--- Work instructions ---
Render every entry exactly as it appears.

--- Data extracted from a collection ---
▼▼▼

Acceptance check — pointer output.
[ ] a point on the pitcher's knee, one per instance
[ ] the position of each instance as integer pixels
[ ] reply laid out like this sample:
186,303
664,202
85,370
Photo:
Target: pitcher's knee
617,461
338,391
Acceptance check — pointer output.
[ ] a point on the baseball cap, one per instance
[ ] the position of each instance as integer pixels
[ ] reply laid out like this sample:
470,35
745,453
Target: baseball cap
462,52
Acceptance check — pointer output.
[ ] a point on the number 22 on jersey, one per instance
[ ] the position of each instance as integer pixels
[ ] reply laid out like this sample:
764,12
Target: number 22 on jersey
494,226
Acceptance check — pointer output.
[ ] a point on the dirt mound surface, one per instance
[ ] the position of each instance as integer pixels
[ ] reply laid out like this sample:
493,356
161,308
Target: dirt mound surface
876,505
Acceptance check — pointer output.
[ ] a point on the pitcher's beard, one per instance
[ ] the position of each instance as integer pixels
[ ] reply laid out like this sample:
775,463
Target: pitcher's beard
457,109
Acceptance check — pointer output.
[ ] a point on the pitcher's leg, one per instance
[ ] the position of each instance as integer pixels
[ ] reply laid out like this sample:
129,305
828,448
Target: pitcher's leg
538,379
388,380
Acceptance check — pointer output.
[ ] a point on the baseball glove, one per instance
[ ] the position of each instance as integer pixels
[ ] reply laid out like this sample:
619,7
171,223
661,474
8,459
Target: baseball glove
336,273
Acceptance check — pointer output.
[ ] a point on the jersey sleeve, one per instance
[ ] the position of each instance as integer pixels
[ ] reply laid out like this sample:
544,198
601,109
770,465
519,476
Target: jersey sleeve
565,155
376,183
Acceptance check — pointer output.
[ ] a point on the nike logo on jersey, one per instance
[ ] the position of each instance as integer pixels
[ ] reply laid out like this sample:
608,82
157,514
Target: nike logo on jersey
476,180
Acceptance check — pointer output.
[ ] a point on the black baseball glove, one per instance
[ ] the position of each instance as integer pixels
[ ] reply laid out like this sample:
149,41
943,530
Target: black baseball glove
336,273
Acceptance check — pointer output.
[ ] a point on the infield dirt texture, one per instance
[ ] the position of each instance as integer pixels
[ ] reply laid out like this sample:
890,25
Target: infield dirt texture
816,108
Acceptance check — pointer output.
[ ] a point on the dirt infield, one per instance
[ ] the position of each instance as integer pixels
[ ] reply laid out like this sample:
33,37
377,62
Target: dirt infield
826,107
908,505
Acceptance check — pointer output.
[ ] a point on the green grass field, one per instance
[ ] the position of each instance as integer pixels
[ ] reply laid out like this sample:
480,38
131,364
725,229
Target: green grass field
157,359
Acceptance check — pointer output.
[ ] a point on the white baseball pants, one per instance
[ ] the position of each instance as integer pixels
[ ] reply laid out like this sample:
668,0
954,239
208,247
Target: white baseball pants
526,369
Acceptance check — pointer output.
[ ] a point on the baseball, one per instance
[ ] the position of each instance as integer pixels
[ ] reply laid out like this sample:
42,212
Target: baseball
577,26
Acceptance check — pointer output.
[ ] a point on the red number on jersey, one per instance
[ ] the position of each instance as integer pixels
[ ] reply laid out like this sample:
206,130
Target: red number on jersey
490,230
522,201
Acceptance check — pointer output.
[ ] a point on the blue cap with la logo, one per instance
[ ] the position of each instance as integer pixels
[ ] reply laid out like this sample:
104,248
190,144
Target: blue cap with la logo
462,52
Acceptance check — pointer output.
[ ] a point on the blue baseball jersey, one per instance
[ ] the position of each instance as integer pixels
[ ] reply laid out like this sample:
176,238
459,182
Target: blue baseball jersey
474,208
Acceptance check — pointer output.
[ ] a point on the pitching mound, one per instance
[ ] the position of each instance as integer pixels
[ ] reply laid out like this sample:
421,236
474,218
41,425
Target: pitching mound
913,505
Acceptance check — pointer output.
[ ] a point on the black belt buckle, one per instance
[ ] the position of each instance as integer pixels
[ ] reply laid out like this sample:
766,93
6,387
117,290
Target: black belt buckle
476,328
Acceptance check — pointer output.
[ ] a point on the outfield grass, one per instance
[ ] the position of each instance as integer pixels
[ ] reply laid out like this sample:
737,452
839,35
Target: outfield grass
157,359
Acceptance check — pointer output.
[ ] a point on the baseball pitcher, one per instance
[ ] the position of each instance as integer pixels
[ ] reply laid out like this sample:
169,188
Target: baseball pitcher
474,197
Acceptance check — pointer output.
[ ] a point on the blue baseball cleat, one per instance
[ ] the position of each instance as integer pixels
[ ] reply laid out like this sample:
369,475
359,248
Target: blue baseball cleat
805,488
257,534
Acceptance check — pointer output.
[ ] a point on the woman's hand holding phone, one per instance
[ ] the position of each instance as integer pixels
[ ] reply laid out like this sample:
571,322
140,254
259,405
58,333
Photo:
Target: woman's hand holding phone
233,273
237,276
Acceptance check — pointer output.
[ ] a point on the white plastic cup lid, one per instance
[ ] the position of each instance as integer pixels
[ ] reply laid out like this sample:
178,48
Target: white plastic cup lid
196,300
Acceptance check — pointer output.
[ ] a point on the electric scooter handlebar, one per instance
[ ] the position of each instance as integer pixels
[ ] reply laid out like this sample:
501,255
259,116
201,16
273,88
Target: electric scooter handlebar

▲▲▲

--- Expected output ---
Acceptance check — pointer output.
[ ] a point on the pitcher's knee, one per instance
[ ] the position of each instance as integer pixels
[ ] reply laid out like this sample:
186,303
664,202
85,370
Photo:
Target: pitcher's knee
617,461
338,391
Acceptance check — pointer output.
[ ] a point on the baseball cap, one per instance
[ ] the position of each instance as integer pixels
[ ] reply laid out like this sample:
470,35
745,453
Target: baseball cap
462,52
Acceptance check — pointer output.
[ ] a point on the number 22 on jersey, one per instance
[ ] the position of each instance as integer pixels
[ ] reply laid out like this sample:
764,12
Target: number 22 on jersey
494,226
Acceptance check — pointer output.
[ ] a point on the dirt mound surface, one per instance
[ ] the position of each instance as integer pixels
[ ] reply laid out like this sample:
493,356
161,308
Target: dirt mound surface
876,505
Acceptance check — pointer output.
[ ] a point on the pitcher's beard, one per instance
[ ] the position of each instance as integer pixels
[ ] reply laid out like this sample:
775,463
Target: pitcher's beard
457,109
Acceptance check — pointer output.
[ ] a point on the pitcher's leg, one per instance
[ ] the position of each instance as integer pixels
[ ] reply laid out like this sample:
129,305
828,448
Target: pitcher's leg
538,379
388,380
Acceptance check — pointer output.
[ ] a point on the baseball glove, one per instance
[ ] the position of each instance as integer pixels
[ ] reply laid out like this sample:
619,7
171,223
661,474
8,459
Target: baseball glove
336,273
Acceptance check — pointer output.
[ ] a point on the jersey sleeve, one per instance
[ ] the position of each instance as integer pixels
[ ] reply laid out like this sample:
544,198
601,109
770,465
519,476
Target: jersey sleeve
565,155
376,183
Acceptance check — pointer output.
[ ] a point on the nike logo on jersey, one per instance
[ ] the position of each instance as integer pixels
[ ] reply laid out like this sample:
608,82
157,514
Target: nike logo on jersey
476,180
Acceptance check — pointer output.
[ ] a point on the black baseball glove, one per instance
[ ] the position of each instance as integer pixels
[ ] reply laid out like this sample:
149,41
943,530
Target: black baseball glove
336,273
Acceptance check — pointer output.
[ ] a point on the infield dirt texture, one per instance
[ ] the position of each instance as integer pixels
[ ] reply laid out like this sample:
890,25
Target: infield dirt texture
816,108
Acceptance check — pointer output.
[ ] a point on the dirt infield, one per instance
[ ] the position of each instance as integer pixels
[ ] reply laid out like this sample:
33,37
377,62
Target: dirt infield
826,107
908,505
Acceptance check — pointer output.
[ ] a point on the green grass field, one per instance
[ ] the position of each instance as integer pixels
[ ] reply laid out like this sample:
480,38
131,364
725,229
Target: green grass field
157,359
Acceptance check — pointer output.
[ ] a point on the white baseball pants, one per instance
[ ] the position of each instance as integer pixels
[ ] reply laid out like this sample:
668,0
954,239
208,247
Target: white baseball pants
526,369
Acceptance check — pointer output.
[ ] a point on the baseball, one per instance
[ ] the position of each instance as integer pixels
[ ] reply laid out like this sample:
42,212
Target: baseball
577,26
Acceptance check — pointer output.
[ ] a point on the red number on jersey, one per instance
[ ] the position of each instance as integer pixels
[ ] reply laid out like this sample:
206,130
Target: red number on jersey
490,230
522,201
Acceptance check — pointer output.
[ ] a point on the blue cap with la logo, one per instance
[ ] the position of each instance as integer pixels
[ ] reply laid out like this sample:
104,248
190,144
Target: blue cap with la logo
462,52
Acceptance check — pointer output.
[ ] a point on the blue baseball jersey, one per instance
[ ] the position of each instance as integer pixels
[ ] reply laid out like this sample:
176,238
459,182
Target: blue baseball jersey
474,208
Acceptance check — pointer output.
[ ] a point on the pitching mound, one per instance
[ ] the position of each instance as integer pixels
[ ] reply laid out like this sample:
421,236
474,218
41,425
Target: pitching mound
913,505
Acceptance check — pointer output.
[ ] a point on the black belt buckle, one per instance
[ ] the position of each instance as integer pixels
[ ] reply laid out like this sample:
766,93
6,387
117,290
Target: black belt buckle
476,328
Acceptance check — pointer output.
[ ] a point on the outfield grass, one per instance
[ ] the position of each instance as integer pixels
[ ] reply laid out like this sample:
737,452
839,35
Target: outfield grass
157,359
Acceptance check — pointer output.
[ ] a point on the baseball pitcher, one per instance
[ ] the position of each instance as integer pixels
[ ] reply laid out like this sample:
169,188
Target: baseball pitcher
474,197
Acceptance check — pointer output.
[ ] a point on the blue baseball cleat, one per instance
[ ] the position of each instance as integer pixels
[ ] reply laid out like this sample:
369,475
359,248
Target: blue baseball cleat
805,488
257,534
Acceptance check — pointer output.
[ ] a point on the woman's hand holding phone, one per instance
[ ] the position of each instance as integer pixels
[ ] reply laid out like this sample:
571,322
140,254
259,405
58,333
Photo:
Target: woman's hand holding phone
233,273
237,276
Acceptance check — pointer output.
[ ] a point on the white plastic cup lid, one per instance
[ ] the position of each instance as integer pixels
[ ] reply laid out like this sample:
178,48
Target: white plastic cup lid
196,300
Acceptance check — pointer output.
[ ] a point on the electric scooter handlebar, one per instance
[ ] the position of each instance as integer pixels
[ ] reply laid out like this sample:
501,255
259,116
201,16
273,88
Target: electric scooter handlebar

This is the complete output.